#### RECORD EXTRACTS
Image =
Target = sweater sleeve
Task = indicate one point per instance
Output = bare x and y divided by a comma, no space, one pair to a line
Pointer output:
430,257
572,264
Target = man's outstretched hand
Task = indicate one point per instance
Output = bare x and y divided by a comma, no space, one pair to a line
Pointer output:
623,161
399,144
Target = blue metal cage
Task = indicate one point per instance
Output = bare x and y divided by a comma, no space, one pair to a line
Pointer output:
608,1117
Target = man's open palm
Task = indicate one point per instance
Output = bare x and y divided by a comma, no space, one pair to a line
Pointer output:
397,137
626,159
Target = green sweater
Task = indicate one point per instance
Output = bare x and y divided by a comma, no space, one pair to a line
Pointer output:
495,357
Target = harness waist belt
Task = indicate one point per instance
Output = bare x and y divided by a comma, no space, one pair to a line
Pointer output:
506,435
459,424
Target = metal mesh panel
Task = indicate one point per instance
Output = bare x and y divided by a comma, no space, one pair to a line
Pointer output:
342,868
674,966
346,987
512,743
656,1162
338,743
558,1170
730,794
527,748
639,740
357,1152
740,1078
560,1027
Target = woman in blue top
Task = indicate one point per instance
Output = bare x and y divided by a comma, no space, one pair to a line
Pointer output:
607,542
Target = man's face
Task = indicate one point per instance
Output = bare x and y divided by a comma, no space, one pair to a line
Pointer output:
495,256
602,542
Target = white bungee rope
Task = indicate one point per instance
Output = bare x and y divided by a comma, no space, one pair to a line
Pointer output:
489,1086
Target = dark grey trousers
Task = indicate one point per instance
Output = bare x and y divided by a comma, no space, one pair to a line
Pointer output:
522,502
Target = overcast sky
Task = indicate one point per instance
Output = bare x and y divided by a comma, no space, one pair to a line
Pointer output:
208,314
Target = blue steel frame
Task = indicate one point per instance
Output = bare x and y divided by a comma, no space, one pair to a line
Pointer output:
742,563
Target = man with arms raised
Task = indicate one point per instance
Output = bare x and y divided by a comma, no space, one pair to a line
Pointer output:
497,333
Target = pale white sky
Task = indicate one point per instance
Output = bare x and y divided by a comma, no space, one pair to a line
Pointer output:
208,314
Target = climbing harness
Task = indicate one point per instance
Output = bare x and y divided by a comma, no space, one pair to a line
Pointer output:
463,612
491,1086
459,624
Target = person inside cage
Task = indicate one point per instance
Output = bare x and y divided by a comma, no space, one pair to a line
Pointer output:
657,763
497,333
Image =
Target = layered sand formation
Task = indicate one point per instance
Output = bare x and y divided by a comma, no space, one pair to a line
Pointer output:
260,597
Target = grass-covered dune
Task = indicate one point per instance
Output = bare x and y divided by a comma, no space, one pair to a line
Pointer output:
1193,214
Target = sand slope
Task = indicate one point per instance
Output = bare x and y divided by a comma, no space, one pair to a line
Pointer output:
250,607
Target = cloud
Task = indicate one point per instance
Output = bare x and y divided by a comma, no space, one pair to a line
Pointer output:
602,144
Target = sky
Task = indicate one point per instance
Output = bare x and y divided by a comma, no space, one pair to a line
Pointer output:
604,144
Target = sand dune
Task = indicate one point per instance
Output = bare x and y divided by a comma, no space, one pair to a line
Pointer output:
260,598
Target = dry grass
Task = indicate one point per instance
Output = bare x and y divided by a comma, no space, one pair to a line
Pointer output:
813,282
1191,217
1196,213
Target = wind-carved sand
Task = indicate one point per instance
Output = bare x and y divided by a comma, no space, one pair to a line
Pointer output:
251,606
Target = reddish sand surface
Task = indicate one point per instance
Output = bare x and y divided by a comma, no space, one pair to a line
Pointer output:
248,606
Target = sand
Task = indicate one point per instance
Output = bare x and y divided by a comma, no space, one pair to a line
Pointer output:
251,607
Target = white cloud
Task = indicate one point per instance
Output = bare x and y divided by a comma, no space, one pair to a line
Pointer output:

#### TASK DIRECTIONS
Rewrite the rows from the line with "Target = sky" through the end of the rows, both included, keeping all other text as it stands but scaling every coordinate in the answers by 2.45 and rounding each result to a whole number, with halves rounded up.

#### SOLVED PROBLEM
Target = sky
Task = indicate one point per instance
Output = bare x and y divided by a comma, no space, one pair to a line
Pointer output:
1480,353
Target = sand dune
Task = indicate one point per instance
Output = bare x and y divided by a comma, no space, one pair to a line
Pointer output:
637,1465
Target = dry grass
Task = indicate one point per instance
Output = bare x and y divided by a comma, no space, one pair to a line
Pointer output:
1992,691
2918,532
2930,522
Target = wind-carved sand
Task = indicate one point per instance
Output = bare x and y divided by a comma, no space, one pair to a line
Pointer output:
615,1485
Target = reddish sand surface
Task = indicate one point per instance
Output = bare x and y divided by a comma, no space, one pair to a line
Pointer output:
608,1485
Target = sand
Task = indicate one point per instance
Output = bare x and y divided by a comma, no space, one pair to a line
Pointer output:
615,1487
Target = white cloud
Task = indicate one point per instance
Output = bare x and y divided by a comma, no space, one pair to a line
Pointer output:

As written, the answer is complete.